### EXTRAIT
◆ ◆ ◆ ◆

Platon clôt sa République par un mythe : le mythe d’Er le Pamphylien. C’est l’histoire d’un guerrier, mort au combat, dont on ramène le corps chez lui pour des funérailles et qui se réveille, 12 jours après sa mort. Il raconte alors ce qu’il a vu, conformément au vœu des dieux qui voulaient qu’il fût un messager pour les hommes de ce qui se passe dans l’au-delà.
Que raconte-t-il ? Que son âme, «aussitôt sortie de lui», s’est mise en marche avec «quantité d’autres», jusqu’à arriver en un lieu étrange où se trouvaient deux ouvertures en direction du ciel et deux autres en direction des profondeurs de la terre.
Correspondant à chacune des directions, il y avait une ouverture pour ceux qui partaient et une autre pour ceux qui revenaient, selon une conception cyclique de la vie : de même que l’âme va de la vie à la mort, elle s’en revient aussi de la mort à la vie, après avoir passé un long séjour – mille ans, précise le mythe – dans l’au-delà. Avec cette exception, néanmoins, que pour les tyrans qui ont commis de grands crimes et d’horribles «sacrilèges», à l’instar d’Ardiée le Grand, la sortie des enfers, du Tartare, est perpétuellement empêchée…
Mais, s’agissant de celles qui, venant de quitter leur corps, compagnon terrestre, et qui arrivent en ce lieu que le récit présente comme une «prairie», ce qui décide de la direction qu’elles doivent prendre, c’est l’arrêt des juges siégeant là : «Ils commandent aux justes de prendre la route de droite, celle qui monte et traverse le ciel (…); aux injustes de prendre la route de gauche, celle qui descend…»
La justice post-mortem ne s’arrête pas là car, une fois l’âme parvenue au lieu qui lui est destiné selon qu’elle fut juste ou injuste, il lui reste encore à recevoir une rétribution pour chacun de ses actes, au décuple : peine s’il s’agit d’injustice, récompense s’il s’agit de bonnes actions.
Le récit se poursuit pour évoquer de quelle façon chaque âme revenue de l’au-delà choisit ensuite la prochaine vie terrestre qu’elle veut se donner et se voit ainsi fixer par la Nécessité le «Daïmon» qui déterminera son genre de vie…
Mais, d’ores et déjà, quelques remarques se pressent dans notre esprit.

◆ ◆ ◆ ◆

### DONNÉES FOURNIES
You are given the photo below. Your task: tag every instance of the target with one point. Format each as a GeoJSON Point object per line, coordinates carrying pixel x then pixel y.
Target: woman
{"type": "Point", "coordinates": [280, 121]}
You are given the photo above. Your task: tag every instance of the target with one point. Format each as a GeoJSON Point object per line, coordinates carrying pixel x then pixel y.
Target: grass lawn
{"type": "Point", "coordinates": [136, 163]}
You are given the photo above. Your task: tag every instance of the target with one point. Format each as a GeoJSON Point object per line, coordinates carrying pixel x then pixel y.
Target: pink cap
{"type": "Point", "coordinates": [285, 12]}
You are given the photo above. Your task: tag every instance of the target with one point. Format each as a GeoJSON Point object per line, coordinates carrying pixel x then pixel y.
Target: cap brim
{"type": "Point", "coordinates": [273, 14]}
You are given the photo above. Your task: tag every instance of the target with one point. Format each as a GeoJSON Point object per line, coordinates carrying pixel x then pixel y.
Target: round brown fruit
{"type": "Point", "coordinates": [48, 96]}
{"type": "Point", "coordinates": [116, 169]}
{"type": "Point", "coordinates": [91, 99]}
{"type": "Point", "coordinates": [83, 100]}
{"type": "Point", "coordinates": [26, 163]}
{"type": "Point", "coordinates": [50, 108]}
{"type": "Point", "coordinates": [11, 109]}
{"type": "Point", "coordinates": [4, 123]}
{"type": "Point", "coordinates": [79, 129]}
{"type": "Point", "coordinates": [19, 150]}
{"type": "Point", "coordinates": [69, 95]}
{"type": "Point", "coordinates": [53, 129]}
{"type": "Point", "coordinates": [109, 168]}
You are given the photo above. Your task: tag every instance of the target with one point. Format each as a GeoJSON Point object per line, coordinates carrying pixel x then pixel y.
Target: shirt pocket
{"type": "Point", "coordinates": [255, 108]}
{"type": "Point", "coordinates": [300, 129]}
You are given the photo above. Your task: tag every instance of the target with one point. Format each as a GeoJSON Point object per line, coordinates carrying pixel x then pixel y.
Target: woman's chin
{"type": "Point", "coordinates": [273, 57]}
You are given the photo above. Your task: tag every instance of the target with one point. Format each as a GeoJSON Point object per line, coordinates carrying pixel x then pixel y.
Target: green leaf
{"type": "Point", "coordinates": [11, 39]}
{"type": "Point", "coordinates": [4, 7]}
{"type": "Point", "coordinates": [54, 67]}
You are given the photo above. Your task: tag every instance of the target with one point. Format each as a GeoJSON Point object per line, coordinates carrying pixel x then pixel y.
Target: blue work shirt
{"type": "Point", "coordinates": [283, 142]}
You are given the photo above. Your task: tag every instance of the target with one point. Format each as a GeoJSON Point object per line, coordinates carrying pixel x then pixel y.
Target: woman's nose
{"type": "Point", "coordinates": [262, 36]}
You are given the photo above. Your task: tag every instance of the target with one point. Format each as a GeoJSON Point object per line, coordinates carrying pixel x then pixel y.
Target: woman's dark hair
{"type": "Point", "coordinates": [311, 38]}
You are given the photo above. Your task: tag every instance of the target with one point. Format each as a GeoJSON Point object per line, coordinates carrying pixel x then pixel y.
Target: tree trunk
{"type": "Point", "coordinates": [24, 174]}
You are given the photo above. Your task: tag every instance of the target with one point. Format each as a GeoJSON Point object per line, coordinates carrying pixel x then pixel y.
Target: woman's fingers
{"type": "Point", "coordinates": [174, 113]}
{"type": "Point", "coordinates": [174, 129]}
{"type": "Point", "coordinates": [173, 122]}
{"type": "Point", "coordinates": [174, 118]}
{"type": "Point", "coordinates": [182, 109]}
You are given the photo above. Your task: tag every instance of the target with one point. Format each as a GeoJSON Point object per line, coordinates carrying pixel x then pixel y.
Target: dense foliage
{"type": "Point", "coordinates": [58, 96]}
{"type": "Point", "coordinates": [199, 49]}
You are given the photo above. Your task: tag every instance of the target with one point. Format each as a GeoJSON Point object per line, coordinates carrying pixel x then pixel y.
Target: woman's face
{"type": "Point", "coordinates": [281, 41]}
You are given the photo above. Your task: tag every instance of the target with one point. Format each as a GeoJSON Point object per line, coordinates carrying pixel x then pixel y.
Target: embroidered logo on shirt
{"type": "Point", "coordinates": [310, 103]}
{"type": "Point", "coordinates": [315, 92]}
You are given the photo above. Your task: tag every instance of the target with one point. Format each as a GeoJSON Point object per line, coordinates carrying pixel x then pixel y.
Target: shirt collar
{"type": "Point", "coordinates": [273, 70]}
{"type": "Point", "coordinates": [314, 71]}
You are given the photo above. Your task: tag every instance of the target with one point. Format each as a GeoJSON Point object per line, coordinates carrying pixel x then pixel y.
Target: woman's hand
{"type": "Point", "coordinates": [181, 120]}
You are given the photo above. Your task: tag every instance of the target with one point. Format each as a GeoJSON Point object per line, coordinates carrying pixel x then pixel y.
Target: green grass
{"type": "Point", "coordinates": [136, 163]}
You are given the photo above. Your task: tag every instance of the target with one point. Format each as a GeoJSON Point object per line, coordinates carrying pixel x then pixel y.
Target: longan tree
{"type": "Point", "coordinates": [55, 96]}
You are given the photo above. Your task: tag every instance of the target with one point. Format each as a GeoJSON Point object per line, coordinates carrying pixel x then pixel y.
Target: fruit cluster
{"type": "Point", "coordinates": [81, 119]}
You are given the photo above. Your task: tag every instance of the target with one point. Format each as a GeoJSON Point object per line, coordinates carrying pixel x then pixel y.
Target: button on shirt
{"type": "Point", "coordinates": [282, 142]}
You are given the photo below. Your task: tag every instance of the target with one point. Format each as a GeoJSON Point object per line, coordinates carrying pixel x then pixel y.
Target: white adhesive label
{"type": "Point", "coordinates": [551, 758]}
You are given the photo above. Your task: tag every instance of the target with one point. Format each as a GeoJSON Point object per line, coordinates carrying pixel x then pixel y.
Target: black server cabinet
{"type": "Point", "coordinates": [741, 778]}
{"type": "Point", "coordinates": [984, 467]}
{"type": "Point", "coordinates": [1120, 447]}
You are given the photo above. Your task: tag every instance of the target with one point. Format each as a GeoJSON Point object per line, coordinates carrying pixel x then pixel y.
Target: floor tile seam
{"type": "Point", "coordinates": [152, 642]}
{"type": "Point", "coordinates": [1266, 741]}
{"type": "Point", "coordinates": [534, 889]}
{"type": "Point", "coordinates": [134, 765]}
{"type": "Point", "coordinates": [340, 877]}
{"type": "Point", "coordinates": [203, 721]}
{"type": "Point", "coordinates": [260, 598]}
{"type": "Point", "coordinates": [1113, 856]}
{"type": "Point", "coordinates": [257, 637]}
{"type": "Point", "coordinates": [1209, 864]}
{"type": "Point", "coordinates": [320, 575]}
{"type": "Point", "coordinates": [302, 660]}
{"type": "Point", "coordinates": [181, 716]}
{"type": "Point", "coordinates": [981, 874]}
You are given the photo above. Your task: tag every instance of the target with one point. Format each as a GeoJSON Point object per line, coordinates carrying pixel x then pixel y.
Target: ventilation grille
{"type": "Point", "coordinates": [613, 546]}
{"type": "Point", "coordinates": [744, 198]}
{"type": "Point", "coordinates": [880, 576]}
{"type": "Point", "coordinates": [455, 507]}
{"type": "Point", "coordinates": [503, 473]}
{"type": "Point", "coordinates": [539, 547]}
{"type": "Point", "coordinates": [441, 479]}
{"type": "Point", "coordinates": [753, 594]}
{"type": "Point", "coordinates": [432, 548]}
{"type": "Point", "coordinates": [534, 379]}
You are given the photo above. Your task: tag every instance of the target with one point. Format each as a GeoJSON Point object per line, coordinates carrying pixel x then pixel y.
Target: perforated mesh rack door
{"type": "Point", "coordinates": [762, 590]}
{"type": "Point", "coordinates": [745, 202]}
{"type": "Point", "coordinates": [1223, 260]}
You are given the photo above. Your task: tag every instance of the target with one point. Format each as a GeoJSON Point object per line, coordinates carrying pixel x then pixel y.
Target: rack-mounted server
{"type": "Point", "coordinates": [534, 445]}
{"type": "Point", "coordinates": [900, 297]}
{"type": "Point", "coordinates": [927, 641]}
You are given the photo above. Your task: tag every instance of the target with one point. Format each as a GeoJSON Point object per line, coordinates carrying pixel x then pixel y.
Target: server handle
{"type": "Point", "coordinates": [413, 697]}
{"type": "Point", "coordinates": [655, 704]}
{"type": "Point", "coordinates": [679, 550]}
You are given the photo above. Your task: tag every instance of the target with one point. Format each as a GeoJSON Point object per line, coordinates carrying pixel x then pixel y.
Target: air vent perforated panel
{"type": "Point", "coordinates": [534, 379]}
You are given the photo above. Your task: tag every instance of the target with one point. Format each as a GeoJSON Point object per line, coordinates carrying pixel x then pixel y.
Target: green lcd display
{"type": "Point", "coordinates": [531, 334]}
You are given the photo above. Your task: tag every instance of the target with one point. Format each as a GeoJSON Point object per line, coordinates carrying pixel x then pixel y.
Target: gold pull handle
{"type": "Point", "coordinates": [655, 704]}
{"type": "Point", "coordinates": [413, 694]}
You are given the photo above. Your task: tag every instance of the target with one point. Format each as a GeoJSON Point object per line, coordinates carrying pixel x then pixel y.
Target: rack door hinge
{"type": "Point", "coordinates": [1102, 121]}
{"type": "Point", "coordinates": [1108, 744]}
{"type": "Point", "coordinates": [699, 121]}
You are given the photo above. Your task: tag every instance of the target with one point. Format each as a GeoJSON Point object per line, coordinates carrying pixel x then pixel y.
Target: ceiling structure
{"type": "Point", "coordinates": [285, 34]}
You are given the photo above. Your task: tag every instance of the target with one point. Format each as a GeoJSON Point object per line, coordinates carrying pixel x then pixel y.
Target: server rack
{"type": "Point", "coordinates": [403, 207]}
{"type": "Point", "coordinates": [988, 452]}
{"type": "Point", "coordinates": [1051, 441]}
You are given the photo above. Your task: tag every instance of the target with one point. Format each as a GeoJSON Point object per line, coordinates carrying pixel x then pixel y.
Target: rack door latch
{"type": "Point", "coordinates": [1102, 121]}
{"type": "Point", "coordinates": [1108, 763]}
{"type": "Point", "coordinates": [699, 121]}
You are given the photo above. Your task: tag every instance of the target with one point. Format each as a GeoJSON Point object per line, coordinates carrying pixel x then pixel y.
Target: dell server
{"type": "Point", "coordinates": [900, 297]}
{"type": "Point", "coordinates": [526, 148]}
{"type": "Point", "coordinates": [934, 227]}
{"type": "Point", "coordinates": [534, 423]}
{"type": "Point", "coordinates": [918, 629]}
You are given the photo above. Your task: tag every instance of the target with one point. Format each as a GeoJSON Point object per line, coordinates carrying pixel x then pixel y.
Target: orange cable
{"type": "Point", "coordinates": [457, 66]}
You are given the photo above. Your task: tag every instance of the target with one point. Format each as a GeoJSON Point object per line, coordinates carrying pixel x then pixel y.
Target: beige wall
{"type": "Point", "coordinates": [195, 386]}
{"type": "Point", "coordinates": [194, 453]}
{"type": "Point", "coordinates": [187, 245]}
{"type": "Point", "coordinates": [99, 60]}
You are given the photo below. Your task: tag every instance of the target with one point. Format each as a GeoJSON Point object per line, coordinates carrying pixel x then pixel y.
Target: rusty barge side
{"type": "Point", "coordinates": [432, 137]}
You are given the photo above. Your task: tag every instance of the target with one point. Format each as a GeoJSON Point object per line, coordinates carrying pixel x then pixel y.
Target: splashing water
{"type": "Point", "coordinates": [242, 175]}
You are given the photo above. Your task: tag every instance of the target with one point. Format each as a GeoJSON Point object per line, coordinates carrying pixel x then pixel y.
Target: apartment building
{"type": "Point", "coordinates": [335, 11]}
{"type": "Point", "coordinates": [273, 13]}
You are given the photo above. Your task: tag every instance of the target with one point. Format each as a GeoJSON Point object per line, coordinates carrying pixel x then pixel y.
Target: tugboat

◆ ◆ ◆ ◆

### CONSIGNES À RÉALISER
**1.** Indiquez combien de lignes des enregistrements contiennent la chaîne « grass », en tenant compte de la casse. Donnez seulement ce nombre.
**2.** Reprenez le texte sur le mythe d'Er à la suite de sa dernière phrase et poursuivez-le.

### RÉPONSES
**1.** 2

**2.**
Premièrement, quelle importance pouvait avoir chez les anciens Grecs cette conception d’une justice après la mort, que d’aucuns pourraient croire être le privilège des religions monothéistes ? Les historiens des idées rapprochent ces conceptions de certains milieux particuliers : les Pythagoriciens et les cercles orphiques, qui vivaient en communautés plus ou moins isolées du reste de la société…
Mais ces sociétés secrètes peuvent avoir elles-mêmes puisé dans un fond de croyances plus commun… D’autre part, quels sont les fondements à partir desquels telle vie, dans son ensemble, est jugée «juste» et telle autre «injuste» ? Et la même question se pose concernant les actes pris un à un ? Par référence à quelle justice les arrêts sont-ils rendus ? Enfin, qui sont ces juges face auxquels se joue le destin de l’homme et y aurait-il moyen pour l’homme de défendre sa cause devant eux ?
Mais on se souvient en même temps que l’usage du mythe, chez Platon, correspond déjà à une forme d’action politique : une façon, donc, d’instaurer de l’ordre dans la vie commune des hommes en mettant l’imagination à contribution. Ce qui signifie qu’on ne saurait attribuer à Platon l’idée que ce que raconte le mythe soit vrai, indépendamment de l’utilité que ce dernier peut avoir.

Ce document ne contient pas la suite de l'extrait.